[START Data provided]
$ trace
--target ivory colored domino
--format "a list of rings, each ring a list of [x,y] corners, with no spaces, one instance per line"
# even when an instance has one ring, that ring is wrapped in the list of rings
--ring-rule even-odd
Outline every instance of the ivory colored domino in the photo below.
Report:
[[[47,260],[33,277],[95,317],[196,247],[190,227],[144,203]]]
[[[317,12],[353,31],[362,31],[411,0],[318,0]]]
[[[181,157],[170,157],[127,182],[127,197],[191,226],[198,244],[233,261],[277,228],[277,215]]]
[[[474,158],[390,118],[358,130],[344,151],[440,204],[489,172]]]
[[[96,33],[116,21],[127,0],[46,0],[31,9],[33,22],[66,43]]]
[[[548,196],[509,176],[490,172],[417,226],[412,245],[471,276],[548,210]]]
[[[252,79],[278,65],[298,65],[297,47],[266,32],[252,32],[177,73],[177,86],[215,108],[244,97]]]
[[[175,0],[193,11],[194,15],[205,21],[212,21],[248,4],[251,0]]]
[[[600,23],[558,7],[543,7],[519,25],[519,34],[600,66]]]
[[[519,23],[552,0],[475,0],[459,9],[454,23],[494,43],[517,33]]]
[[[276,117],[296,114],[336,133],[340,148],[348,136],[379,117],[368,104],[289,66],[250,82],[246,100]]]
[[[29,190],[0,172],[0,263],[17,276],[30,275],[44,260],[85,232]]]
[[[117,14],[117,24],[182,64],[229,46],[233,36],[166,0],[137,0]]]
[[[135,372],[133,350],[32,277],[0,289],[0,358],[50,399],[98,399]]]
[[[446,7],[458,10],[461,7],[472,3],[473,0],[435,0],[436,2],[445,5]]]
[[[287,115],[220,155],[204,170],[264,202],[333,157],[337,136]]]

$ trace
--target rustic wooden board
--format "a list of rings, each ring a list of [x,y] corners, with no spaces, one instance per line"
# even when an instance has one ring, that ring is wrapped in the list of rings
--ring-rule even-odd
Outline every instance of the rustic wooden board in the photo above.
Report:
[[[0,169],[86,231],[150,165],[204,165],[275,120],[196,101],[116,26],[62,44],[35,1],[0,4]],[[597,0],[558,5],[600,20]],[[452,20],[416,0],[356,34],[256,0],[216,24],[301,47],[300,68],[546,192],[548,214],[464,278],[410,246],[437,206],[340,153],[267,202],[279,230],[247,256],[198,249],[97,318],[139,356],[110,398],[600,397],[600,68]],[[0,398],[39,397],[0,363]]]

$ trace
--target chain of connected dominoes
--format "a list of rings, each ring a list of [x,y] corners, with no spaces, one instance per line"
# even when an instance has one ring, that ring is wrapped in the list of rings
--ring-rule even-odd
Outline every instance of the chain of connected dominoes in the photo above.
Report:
[END Data provided]
→ Your instructions:
Could you write out everything from the top of the lines down to the line with "[[[47,260],[33,277],[95,317],[196,247],[190,227],[144,203]]]", inclusive, swapping "ivory colored" for "cream colored" and leaving all else as it is?

→ Written reply:
$ trace
--target cream colored domino
--format "a list of rings, each ring a list of [x,y] corners, with no spaces, one instance per line"
# even when an instance has one ring, that ring is wrapped in the list of rings
--ring-rule even-odd
Outline every instance of the cream colored domino in the photo below.
Report:
[[[47,260],[33,277],[95,317],[196,247],[190,227],[144,203]]]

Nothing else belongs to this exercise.